- YOUR OBJECTIVE:
Copy the lines below word for word, leaving out the pictures.

Dataset rows
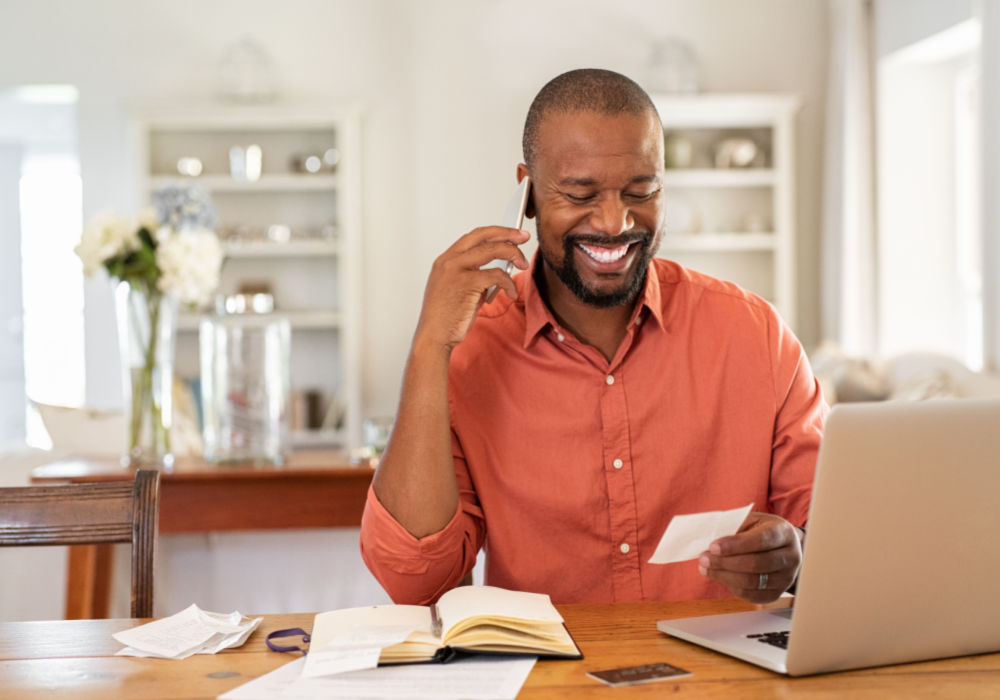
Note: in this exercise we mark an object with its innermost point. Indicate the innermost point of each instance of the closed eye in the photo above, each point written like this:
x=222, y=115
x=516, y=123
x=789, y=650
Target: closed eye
x=642, y=196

- RESULT BELOW:
Note: in this exercise we mark an object with its innermost point. Indicate the innermost point of each instance of the closed eye in the photo above, each point written like this:
x=222, y=115
x=516, y=123
x=789, y=650
Target: closed eye
x=642, y=196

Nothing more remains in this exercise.